**EXERCISE DETAILS**: Edit the listing below so that every "innermost point" becomes "central point" and nothing else changes. Leave the picture out of your version.

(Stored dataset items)
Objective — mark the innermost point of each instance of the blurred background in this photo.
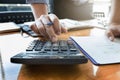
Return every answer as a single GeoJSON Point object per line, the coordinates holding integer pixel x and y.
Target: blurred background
{"type": "Point", "coordinates": [73, 9]}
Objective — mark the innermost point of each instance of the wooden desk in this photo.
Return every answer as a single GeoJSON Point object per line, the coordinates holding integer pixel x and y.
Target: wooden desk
{"type": "Point", "coordinates": [12, 44]}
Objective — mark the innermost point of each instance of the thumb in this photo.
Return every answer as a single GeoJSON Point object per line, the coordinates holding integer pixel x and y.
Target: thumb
{"type": "Point", "coordinates": [110, 35]}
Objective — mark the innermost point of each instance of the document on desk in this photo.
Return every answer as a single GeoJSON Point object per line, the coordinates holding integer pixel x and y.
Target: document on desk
{"type": "Point", "coordinates": [8, 27]}
{"type": "Point", "coordinates": [99, 50]}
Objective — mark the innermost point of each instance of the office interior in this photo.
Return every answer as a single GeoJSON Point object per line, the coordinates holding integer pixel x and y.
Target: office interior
{"type": "Point", "coordinates": [72, 9]}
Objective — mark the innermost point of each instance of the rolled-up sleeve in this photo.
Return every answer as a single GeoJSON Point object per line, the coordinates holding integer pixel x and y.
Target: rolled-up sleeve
{"type": "Point", "coordinates": [36, 1]}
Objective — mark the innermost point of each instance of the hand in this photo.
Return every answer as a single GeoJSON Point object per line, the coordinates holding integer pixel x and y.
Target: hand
{"type": "Point", "coordinates": [113, 31]}
{"type": "Point", "coordinates": [48, 27]}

**FULL OUTPUT**:
Objective — mark the central point of each instance of the blurred background in this photo.
Return every answer as a single GeoJSON Point object per line, the coordinates holding integer pixel x and y.
Target: blurred background
{"type": "Point", "coordinates": [73, 9]}
Objective — mark the central point of each instance of the wooden desk in this photo.
Return every answer as a single GeoJSON Point object per line, the coordinates holding integer pixel x and y.
Target: wooden desk
{"type": "Point", "coordinates": [12, 44]}
Objective — mark the central point of each instance of the thumb in this photo.
Return every answer as a single GeoJSON Point object per line, the coordinates holding integer pixel x and y.
Target: thumb
{"type": "Point", "coordinates": [110, 35]}
Objective — mark the central point of each instance of the document on desk in this photo.
Return every answer as a single GeoJSON Point object per line, the coordinates holding integer pixel x and y.
Target: document on desk
{"type": "Point", "coordinates": [8, 27]}
{"type": "Point", "coordinates": [99, 50]}
Objective — mark the central point of each instance of the office interior in this photo.
Return every answer as a single GeoJSON Point object per line, the coordinates holding integer pixel x and y.
Target: office interior
{"type": "Point", "coordinates": [72, 9]}
Objective — mark the central point of each instance of the rolled-up sleeve in this photo.
Return every answer as a single GeoJSON Point object per line, the coordinates holding integer pixel x and y.
Target: rolled-up sleeve
{"type": "Point", "coordinates": [36, 1]}
Objective — mark the central point of each instance of the hand in this photo.
Return every answer as a single GeoJSON Point object per line, the coordinates holding integer pixel x and y.
Target: hand
{"type": "Point", "coordinates": [113, 31]}
{"type": "Point", "coordinates": [48, 27]}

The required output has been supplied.